WRITTEN EXERCISE:
In the passage on modeling football goals, what does the extra parameter in the Poisson-like distributions control?

GIVEN PASSAGE:
-- Start --
In the previous post I discussed some Poisson-like probability distributions that offer more flexibility than the Poisson distribution. They typically have an extra parameter that controls the variance, or dispersion. The reason I looked into these distributions was of course to see if they could be useful for modeling and predicting football results. I hoped in particular that the distributions that can be underdispersed would be most useful. If the underdispersed distributions describe the data well then the model should predict the outcome of a match better than the ordinary Poisson model.

The model I use is basically the same as the independent Poisson regression model, except that the part with the Poisson distribution is replaced by one of the alternative distributions. Let the \(Y_{ij}\) be the number of goals scored in game *i* by team *j*

\( Y_{ij} \sim f(\mu_{ij}, \sigma) \)

\( log(\mu_{ij}) = \gamma + \alpha_j + \beta_k \)
-- End --
PROVIDED RECORDS:
-- Start --
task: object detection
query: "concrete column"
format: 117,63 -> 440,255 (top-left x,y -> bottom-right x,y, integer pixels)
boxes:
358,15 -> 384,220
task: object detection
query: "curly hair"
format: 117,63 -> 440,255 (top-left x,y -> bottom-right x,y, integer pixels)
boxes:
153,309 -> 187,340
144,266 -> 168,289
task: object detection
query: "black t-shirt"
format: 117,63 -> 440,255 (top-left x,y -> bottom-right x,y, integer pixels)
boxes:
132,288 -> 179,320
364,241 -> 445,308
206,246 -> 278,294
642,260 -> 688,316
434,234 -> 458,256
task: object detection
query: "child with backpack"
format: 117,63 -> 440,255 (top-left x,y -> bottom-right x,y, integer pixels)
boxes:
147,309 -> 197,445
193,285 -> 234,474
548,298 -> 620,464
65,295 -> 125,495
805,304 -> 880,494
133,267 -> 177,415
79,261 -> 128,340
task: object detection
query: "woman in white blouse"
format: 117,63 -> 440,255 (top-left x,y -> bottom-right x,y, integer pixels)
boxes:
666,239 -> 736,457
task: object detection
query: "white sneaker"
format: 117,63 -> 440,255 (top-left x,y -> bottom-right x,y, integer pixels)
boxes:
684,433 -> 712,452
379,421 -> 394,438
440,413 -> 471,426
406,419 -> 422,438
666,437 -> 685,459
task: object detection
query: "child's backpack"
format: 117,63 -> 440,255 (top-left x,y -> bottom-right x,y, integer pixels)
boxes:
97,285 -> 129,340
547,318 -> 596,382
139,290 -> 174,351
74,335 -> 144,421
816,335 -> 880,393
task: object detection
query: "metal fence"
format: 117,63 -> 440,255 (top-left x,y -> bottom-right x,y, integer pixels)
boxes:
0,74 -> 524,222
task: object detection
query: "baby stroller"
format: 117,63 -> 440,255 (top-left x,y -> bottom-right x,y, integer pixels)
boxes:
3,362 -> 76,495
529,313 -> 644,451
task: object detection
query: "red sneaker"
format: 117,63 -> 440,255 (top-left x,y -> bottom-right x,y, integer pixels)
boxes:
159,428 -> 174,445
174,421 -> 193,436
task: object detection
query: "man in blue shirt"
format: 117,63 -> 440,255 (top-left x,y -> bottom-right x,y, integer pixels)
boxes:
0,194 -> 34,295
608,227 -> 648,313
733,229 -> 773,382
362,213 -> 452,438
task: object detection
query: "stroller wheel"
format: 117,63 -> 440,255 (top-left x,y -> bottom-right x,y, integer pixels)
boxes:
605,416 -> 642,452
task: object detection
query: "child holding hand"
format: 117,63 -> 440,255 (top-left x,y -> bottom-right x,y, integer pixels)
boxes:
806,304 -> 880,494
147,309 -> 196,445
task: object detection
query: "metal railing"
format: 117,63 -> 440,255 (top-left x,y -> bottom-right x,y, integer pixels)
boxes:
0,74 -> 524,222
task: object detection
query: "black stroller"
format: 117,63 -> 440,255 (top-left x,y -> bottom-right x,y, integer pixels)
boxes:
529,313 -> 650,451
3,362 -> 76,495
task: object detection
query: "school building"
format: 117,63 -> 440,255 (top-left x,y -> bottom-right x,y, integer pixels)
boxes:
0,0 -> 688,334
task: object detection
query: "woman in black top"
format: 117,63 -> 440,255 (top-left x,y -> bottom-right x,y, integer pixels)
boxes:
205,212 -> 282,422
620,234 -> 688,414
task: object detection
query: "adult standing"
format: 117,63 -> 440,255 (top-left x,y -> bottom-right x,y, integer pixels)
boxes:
-- End --
WRITTEN ANSWER:
The variance, or dispersion.